Your task: Go to the line containing "Box every tree branch you can see above." in the listing below. Output that line and each later one exactly.

Record set:
══════════════════════════════
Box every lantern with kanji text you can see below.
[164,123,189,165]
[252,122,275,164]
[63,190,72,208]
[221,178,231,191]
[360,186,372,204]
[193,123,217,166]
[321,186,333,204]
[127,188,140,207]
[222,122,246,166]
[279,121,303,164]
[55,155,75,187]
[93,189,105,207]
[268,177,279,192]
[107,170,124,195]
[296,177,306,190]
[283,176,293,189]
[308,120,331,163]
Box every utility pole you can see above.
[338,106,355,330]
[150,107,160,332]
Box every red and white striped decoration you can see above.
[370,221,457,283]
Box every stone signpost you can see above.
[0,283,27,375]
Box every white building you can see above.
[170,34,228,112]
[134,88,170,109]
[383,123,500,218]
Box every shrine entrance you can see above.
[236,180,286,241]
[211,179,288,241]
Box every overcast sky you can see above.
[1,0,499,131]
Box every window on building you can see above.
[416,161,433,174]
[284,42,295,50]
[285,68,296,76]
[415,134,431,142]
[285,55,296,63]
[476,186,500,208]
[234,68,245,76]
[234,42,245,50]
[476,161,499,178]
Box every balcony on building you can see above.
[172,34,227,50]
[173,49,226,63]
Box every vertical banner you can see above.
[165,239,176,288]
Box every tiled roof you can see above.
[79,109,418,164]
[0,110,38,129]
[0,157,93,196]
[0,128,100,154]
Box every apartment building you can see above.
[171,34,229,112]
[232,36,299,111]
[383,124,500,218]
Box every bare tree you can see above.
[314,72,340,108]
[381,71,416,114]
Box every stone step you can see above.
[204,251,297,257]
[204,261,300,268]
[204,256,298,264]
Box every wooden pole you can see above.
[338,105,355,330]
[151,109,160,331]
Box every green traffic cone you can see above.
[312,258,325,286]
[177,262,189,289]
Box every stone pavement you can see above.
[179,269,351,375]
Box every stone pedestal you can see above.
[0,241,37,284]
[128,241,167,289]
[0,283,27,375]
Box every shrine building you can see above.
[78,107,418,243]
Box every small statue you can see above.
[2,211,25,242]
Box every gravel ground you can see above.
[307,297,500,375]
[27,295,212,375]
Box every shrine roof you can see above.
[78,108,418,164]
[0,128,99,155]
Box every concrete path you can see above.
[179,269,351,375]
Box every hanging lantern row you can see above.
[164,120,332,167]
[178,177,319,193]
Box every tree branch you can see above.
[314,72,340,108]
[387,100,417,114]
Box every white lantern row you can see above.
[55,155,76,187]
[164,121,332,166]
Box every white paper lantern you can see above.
══════════════════════════════
Written response:
Box every tree branch you can see above.
[314,72,340,108]
[387,100,417,114]
Box every white lantern row you can see above.
[55,155,76,187]
[164,121,332,166]
Box every white paper lantern you can see above.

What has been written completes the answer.